### What needs to be done
With nothing added or dropped, copy the data that follows exactly.
** Material for this exercise follows **
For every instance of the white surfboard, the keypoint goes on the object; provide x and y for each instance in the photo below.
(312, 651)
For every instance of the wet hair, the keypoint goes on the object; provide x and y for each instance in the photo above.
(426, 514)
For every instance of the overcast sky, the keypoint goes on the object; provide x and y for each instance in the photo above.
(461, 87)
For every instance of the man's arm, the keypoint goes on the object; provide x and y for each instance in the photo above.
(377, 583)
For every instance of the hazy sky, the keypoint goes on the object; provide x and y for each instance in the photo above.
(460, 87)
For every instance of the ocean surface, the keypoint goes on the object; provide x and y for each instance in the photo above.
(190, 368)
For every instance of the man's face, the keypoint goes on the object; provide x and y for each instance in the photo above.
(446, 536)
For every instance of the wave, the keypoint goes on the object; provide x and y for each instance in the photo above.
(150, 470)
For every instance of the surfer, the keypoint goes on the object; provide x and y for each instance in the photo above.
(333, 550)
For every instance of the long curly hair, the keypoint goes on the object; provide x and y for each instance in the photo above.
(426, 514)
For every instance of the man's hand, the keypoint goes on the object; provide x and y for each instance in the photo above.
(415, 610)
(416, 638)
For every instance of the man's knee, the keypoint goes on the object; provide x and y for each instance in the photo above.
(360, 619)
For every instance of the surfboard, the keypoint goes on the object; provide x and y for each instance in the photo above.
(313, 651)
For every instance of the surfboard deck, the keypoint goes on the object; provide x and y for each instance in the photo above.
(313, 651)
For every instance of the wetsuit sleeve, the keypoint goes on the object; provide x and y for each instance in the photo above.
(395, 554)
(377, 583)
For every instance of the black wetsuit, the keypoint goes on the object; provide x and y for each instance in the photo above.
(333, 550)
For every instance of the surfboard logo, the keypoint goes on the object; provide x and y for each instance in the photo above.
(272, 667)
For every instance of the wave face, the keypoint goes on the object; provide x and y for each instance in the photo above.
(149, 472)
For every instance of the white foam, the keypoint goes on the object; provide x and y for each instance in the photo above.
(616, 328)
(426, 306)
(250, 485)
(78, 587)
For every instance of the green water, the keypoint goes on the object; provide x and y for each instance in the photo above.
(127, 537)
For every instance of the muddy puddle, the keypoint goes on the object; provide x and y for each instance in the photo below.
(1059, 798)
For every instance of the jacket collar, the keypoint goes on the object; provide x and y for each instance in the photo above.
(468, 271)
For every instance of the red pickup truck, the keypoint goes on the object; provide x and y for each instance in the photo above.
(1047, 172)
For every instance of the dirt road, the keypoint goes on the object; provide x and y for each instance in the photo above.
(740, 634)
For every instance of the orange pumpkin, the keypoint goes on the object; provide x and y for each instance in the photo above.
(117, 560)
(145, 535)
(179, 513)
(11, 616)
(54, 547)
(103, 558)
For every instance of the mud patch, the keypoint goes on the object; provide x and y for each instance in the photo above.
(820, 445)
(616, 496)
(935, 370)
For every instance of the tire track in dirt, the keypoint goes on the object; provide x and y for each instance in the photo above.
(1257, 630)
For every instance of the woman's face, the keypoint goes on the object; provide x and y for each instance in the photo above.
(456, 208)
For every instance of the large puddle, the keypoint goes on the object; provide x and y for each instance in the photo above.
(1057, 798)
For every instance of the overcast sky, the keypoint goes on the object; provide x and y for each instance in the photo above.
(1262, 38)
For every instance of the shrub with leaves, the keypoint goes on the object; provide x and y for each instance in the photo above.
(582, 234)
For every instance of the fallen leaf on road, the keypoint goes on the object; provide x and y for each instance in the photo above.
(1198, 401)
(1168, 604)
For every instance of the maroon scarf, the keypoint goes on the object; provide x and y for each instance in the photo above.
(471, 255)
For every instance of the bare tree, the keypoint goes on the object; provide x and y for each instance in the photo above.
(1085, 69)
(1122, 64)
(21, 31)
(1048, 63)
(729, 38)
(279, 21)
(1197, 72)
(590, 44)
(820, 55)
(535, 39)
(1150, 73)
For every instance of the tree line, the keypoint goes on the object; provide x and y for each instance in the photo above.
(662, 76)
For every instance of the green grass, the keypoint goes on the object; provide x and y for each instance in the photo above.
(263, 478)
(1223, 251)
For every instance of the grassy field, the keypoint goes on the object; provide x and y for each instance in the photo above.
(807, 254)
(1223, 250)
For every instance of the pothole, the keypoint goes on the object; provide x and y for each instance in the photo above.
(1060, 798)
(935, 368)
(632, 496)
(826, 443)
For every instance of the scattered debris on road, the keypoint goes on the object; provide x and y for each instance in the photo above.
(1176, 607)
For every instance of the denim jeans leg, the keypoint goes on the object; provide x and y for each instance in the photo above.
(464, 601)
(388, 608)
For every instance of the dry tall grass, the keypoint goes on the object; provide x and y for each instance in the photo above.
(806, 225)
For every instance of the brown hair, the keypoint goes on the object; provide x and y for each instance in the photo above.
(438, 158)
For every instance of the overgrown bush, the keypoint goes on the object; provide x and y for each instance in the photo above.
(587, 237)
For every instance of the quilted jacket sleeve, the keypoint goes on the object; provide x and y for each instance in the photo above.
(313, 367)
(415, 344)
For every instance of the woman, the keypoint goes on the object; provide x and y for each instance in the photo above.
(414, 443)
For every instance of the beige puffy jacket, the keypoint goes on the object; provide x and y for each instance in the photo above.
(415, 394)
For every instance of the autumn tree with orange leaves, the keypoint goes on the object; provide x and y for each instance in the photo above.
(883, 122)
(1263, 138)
** End of Material for this exercise **
### Worked solution
For every instance of the white surfboard, the keypoint goes on the object; provide x and y for each instance in the photo below.
(312, 651)
For every instance of the wet hair, the keypoint goes on the object; provide x and y for each instance in the photo above.
(426, 514)
For every instance of the overcast sky, the keypoint goes on the object; provide x and y for each instance in the photo above.
(461, 87)
For every instance of the man's arm, the keypoint goes on the object; provide x and y for each instance in the photo above.
(377, 583)
For every instance of the hazy sky, the keypoint goes on the object; provide x and y for each instance in the photo above.
(460, 87)
For every instance of the ocean surface, the keypoint goes on the object; provide x and y for each instance in the photo above.
(190, 368)
For every instance of the man's face, the keypoint goes on the object; provide x and y for each instance in the photo above.
(446, 536)
For every instance of the wave, the keypoint goes on the object; provide x and y for each instance in the photo above.
(150, 470)
For every instance of the surfer, the keypoint goes on the object; provide x and y for each instance in the photo above.
(333, 550)
For every instance of the long curly hair, the keypoint goes on the object; provide x and y for each instance in the photo above.
(426, 514)
For every instance of the man's hand, the keypoint goes on the object; provide x and y for each instance in the photo above.
(415, 610)
(416, 638)
For every instance of the man's knee, the keypoint goes on the object; provide x and y for each instance in the photo above.
(360, 619)
For every instance of the surfboard, the keypoint goes on the object; provide x and y for each instance in the photo above.
(313, 651)
For every instance of the surfboard deck, the keypoint goes on the object; provide x and y for each instance in the photo above.
(313, 651)
For every instance of the wetsuit sleeve, the keypoint goes on the object; provide x and y for each instance in the photo above.
(395, 554)
(377, 583)
For every instance of the black wetsuit, the keypoint goes on the object; provide x and y for each instance in the photo above.
(333, 550)
For every instance of the surfboard logo, the keypoint goes on the object; provide x and y for each instance in the photo above.
(272, 667)
For every instance of the wave face, the keypoint goes on the object; provide x and y for each instance in the photo above.
(149, 472)
For every instance of the white foam, the keypoint goes on the object; provide x and y for each instance in the photo above.
(616, 328)
(426, 306)
(250, 485)
(78, 587)
For every instance of the green water, the keypoint goes on the object; provide x and y for each instance in the photo above.
(127, 537)
For every instance of the muddy puddle, the keypoint goes on the object; provide x and y for each instance in the photo below.
(1059, 798)
For every instance of the jacket collar, the keypoint goes on the object; provide x and y for each instance in the photo above.
(468, 271)
For every instance of the red pickup truck, the keypoint goes on the object; provide x and y for each instance in the photo above.
(1047, 172)
For every instance of the dirt road, the keypoint goes on the object; provide x and y for each instance in the photo above.
(740, 634)
For every instance of the orange pumpkin, the keypoint goes on the object; provide x and y for each instance in the photo above.
(117, 560)
(145, 535)
(179, 513)
(11, 616)
(54, 547)
(103, 558)
For every instance of the mud patch, the keypoint goes on the object; provide x and y for each instance in the photo above.
(820, 445)
(616, 496)
(935, 370)
For every instance of the tire track in dirt, the keypoint goes on the object; provide x and y for each instance in the photo above.
(1257, 630)
For every instance of the woman's face, the keypoint goes on the object; provide x and y for each instance in the photo above.
(456, 208)
For every instance of the large puddle, the keypoint goes on the object; provide x and y for each instance in the photo above.
(1057, 798)
For every instance of the overcast sky, the keypoint goes on the object; provide x and y for each instance in the photo above.
(1262, 38)
For every instance of the shrub with leaves, the keypoint goes on the object; provide x and y for each instance in the photo above.
(582, 234)
For every instance of the fallen leaf on road, the keypoint goes on the object; provide x and y for each instance in the photo above.
(1198, 401)
(1168, 604)
For every instance of the maroon scarf, the keypoint goes on the object; provide x and y for each instance in the photo above.
(471, 255)
For every instance of the bare tree, the keypoint goes on the object; provide x and y for each instance in the photo above.
(1085, 69)
(1122, 64)
(21, 31)
(1048, 63)
(729, 38)
(279, 21)
(1197, 72)
(590, 44)
(820, 55)
(535, 39)
(1150, 73)
For every instance of the tree line, the keypoint goes on the object; provide x and y for each instance in the photo above.
(662, 76)
For every instance of the green grass, the keypoint goes on the object; provide x and y for each instance in the photo above.
(263, 478)
(1223, 251)
For every instance of the grassy field, the keypoint goes on the object; provide x and y for each instance in the photo above.
(807, 254)
(1223, 250)
For every instance of the pothole, the keypoint goes on the object; provide x and y for each instance in the photo above.
(1060, 798)
(935, 368)
(632, 496)
(826, 443)
For every instance of the scattered debris on road, the keypoint goes on the object; provide x and y for each instance in the photo above.
(1176, 607)
For every instance of the denim jeans leg, the keypoint goes on the object; provide x and y for each instance in the photo above.
(464, 601)
(388, 608)
For every instance of the dry tall grass, the keypoint goes on the object; provide x and y for each instance in the photo above.
(806, 225)
For every instance of the brown hair, the keypoint goes on the object; provide x and y for each instance in the photo above.
(438, 158)
For every instance of the overgrown bush, the keypoint goes on the object; provide x and y for each instance in the photo above.
(587, 237)
For every instance of the quilted jacket sleeve, the keypoint goes on the object; provide x and y for each instance in the photo above.
(313, 367)
(415, 344)
For every instance of the woman, the keypoint goes on the object; provide x and y for each instance in the photo above.
(414, 443)
For every instance of the beige puffy jacket, the keypoint goes on the object; provide x and y for each instance in the photo above.
(415, 394)
For every instance of the autumn tree with orange leaves, the keypoint goes on the object; provide x and y for each instance in the photo above.
(883, 122)
(1263, 138)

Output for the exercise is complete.